- [REQUIRED WORK] Every line from the one with "Retail shelf audit: identify every blue" to the end of the data needs to be copied exactly, and no line before it.

Referring expression grounding data
▼

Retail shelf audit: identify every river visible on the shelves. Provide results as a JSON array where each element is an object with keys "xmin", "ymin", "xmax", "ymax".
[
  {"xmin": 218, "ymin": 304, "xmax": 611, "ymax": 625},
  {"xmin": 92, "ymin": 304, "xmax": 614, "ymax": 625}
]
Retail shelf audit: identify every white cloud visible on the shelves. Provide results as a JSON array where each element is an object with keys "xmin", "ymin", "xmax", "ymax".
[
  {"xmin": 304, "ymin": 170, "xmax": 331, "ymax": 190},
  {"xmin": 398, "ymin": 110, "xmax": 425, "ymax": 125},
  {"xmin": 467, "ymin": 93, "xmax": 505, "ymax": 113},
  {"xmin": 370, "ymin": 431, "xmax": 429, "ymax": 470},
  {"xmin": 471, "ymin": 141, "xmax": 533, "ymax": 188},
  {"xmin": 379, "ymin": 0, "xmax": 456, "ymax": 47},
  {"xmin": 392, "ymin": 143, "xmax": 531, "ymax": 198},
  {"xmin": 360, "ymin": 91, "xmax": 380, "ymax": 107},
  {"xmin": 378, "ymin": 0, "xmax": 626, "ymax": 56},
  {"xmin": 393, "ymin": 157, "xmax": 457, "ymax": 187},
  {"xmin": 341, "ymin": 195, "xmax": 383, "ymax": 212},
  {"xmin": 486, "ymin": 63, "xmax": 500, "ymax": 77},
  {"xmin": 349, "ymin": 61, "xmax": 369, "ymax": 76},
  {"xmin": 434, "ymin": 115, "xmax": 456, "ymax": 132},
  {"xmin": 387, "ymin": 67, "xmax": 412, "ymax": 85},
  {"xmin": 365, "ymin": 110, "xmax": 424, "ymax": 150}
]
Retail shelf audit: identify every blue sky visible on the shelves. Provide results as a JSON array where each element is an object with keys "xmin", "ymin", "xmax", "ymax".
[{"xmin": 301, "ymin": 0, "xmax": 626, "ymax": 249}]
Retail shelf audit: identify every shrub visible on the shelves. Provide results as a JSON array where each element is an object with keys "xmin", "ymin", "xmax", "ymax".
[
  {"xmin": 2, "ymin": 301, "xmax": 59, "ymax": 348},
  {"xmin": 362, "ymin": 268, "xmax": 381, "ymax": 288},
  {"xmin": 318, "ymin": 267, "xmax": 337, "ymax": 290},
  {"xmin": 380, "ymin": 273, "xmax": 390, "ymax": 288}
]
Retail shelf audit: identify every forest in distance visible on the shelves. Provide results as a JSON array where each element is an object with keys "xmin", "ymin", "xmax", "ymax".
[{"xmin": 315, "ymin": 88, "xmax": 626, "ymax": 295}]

▲

- [WRITTEN REPLY]
Retail shelf audit: identify every blue sky visible on the shelves. Provide results as a JSON array where each element is an object with keys "xmin", "ymin", "xmax", "ymax".
[{"xmin": 301, "ymin": 0, "xmax": 626, "ymax": 249}]
Retail shelf audit: identify every shrub visible on the shelves. Provide results as a JSON array where each element is an object with keys "xmin", "ymin", "xmax", "ymax".
[
  {"xmin": 2, "ymin": 301, "xmax": 59, "ymax": 348},
  {"xmin": 362, "ymin": 268, "xmax": 381, "ymax": 288},
  {"xmin": 318, "ymin": 267, "xmax": 337, "ymax": 290},
  {"xmin": 380, "ymin": 273, "xmax": 390, "ymax": 288}
]
Retail shelf audit: identify every forest in distance visible on the shelves. Provide results as a JSON array where each element is an object with keys "xmin", "ymin", "xmax", "ymax".
[{"xmin": 315, "ymin": 88, "xmax": 626, "ymax": 295}]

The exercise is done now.